## start Extract to read
Tutorial 1: Introduction to StreamLab

This tutorial walks you through using Guavus SQLstream's SQL-generating, browser-based graphical tool, StreamLab.

StreamLab is a web application development environment that automatically generates streaming SQL. StreamLab lets you set up projects where you can parse incoming streaming data, generate real time analytics for it, visualize it, so that you can take action on it. You can gather streaming data from log files, sensors, message buses, network feeds, applications, databases, and other sources. StreamLab does not require any knowledge of SQL programming to use it. But if you do know SQL, you can use StreamLab to generate blocks of SQL, and then modify these in another application.

The tutorial uses a set of data from buses in Sydney, Australia. Each bus sends out a row of data to a server, which continually writes this data to a text file known as a log file. Log files are used by most servers to output activity information for the server.

In this tutorial, you do the following:

  1. Use StreamLab to access a log file and integrate its data.
  2. Format this data for processing.
  3. Perform a simple analytic on this data.
  4. Create a visual representation of this data on a map using a dashboard.
  5. Share the dashboard with other users.

Let's begin by connecting to the log file and testing access to it.

Connect to a Log File

To begin working with data in StreamLab, the first thing you need to do is to connect to a streaming data source. The kind of data source will depend on your system's needs, but might include log files, network feeds, Kafka topics, and so on.

Stream Processing Task

In the following exercise, we will capture data from a streaming log file and use this data to identify buses that exceed the speed limit in the Sydney area. Because this data is streaming, speeders will be identified in real time. We will derive this data by connecting to a simulated streaming log file located on your local machine. In this case, the log file records messages sent out by buses in Sydney, Australia.

To begin, you need to start StreamLab and webAgent. If you are running Guavus SQLstream in a Docker container or other virtual machine, you can do so from the Guavus SQLstream Cover Page. If you are running Guavus SQLstream on Linux on a regular install, you can start both StreamLab and the streaming data source manually.

  1. Go to http://localhost and click the On/Off switch to the right of webAgent is not Running to start webAgent.
  2. Next, click the On/Off switch to the right of StreamLab is not Running to start webAgent.
## end Extract to read
## start Data for this exercise
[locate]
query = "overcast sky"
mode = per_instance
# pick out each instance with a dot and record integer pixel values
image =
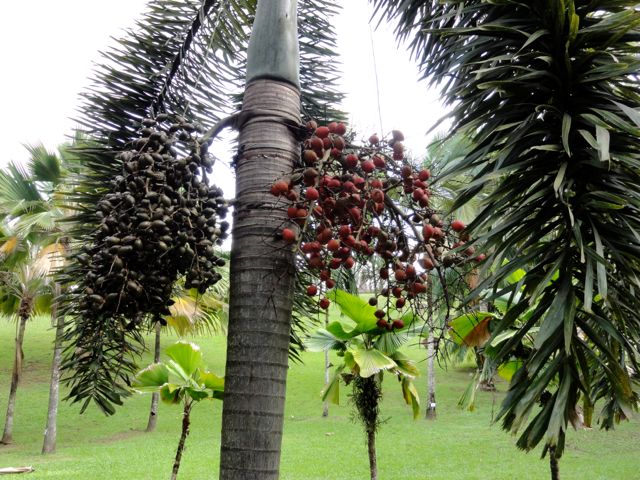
(50, 47)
## end Data for this exercise
• _Job 1_
Reproduce the listing with "overcast sky" swapped for "cloudy sky" and everything else unchanged. Leave the image out of your answer.
• _Job 2_
Pick up the StreamLab tutorial after its final step and write the part that comes next.

• _Task result 1_
[locate]
query = "cloudy sky"
mode = per_instance
# pick out each instance with a dot and record integer pixel values
image =
(50, 47)

• _Task result 2_
  3. To start the sample streaming data source. On the cover page, scroll down to Sydney Buses is Running and click the On/Off switch to start streaming data. Data streams to /tmp/buses.log.

This file features data in the following categories:

Column Type Definition
id DOUBLE Identification number for the bus.
reported_at TIMESTAMP Time location was reported.
shift_no DOUBLE Shift number for the bus's driver.
driver_no DOUBLE Driver identification for number.
prescribed VARCHAR(4096) The direction on the motorway (into Sydney or out of Sydney).
highway DOUBLE Highway number
gps VARCHAR GPS information with latitude, longitude, and bearing in JSON format.

You will use StreamLab to capture information from this file.

Launch StreamLab by entering localhost:5590 in your browser. We recommend Chrome on Windows, Safari on Mac, and Chromium on Linux.

If you're running in a virtual machine, use the browser in your host OS for the best performance.

Creating a New Project in StreamLab

  1. After StreamLab loads, click Projects in the top menu. The StreamLab menu lets you switch between StreamLab projects and dashboards. It is available in the upper right corner of StreamLab.
  2. Enter "buses" for the name of the project and click Create to create the new project.
  3. Click Start. A help page opens. Click Show this help page so that this page won't be shown again.
  4. Dismiss the help page.
  5. Click Sources. StreamLab sources are external streams (files, Kafka topics, network sockets, AMQP messsage buses, and so on), external tables (RDBMS sources), s-Server streams, and public data. They capture data from sensors, message buses, network feeds, applications, databases, and other sources. You can parse local log files--files reachable from s-Server--through StreamLab. See StreamLab sources for more details.
  6. With your mouse, click and drag External Stream to the right to drop it in the dotted box.
  7. Click the source you just added to configure it.
  8. Enter:

    • Directory: /tmp
    • Filename Pattern: buses.log. The filename pattern is a regular expression that can match multiple files. Here you want "buses.log" exactly. In Java regular expressions, a period--"."--means "all characters." As a result, you need to preface the period with a backslash, which tells StreamLab that you mean a period.
  9. Click Discover Format and click Start in the window that opens. Discover Format should return XML as format.

  10. Click Accept Format. StreamLab automatically configures the source:

  11. Test this configuration using the Sample 5 Rows from Source button. StreamLab reads 5 rows from the source and stops. If no data arrives, check that you are still running the Stream Bus Data script and that you have entered the parameters correctly and try Sample 5 again.

  12. Click the Up Arrow to exit the source, and up again to exit the Sources page.

Format Data in StreamLab

With most real world data, you will need to do some formatting before you can work with it. Usually, this comes down to two things: changing the names of columns so that they are meaningful, and changing the data types for the columns.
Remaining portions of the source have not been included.